Supplied information »
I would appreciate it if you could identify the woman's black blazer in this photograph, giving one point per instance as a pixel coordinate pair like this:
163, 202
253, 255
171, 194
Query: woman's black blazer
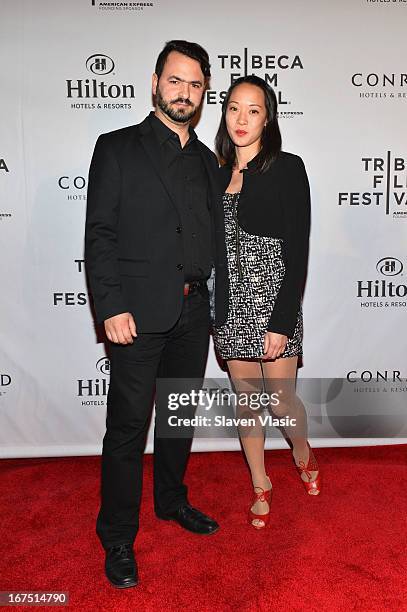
277, 203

Action item » Give back the whole listing exactly, without pictures.

Result for this task »
I would appreciate it if you could identify the woman's black blazer in this photograph, giving one point per instance as a pixel coordinate pair like this:
163, 202
253, 255
171, 194
Query: woman's black blazer
277, 203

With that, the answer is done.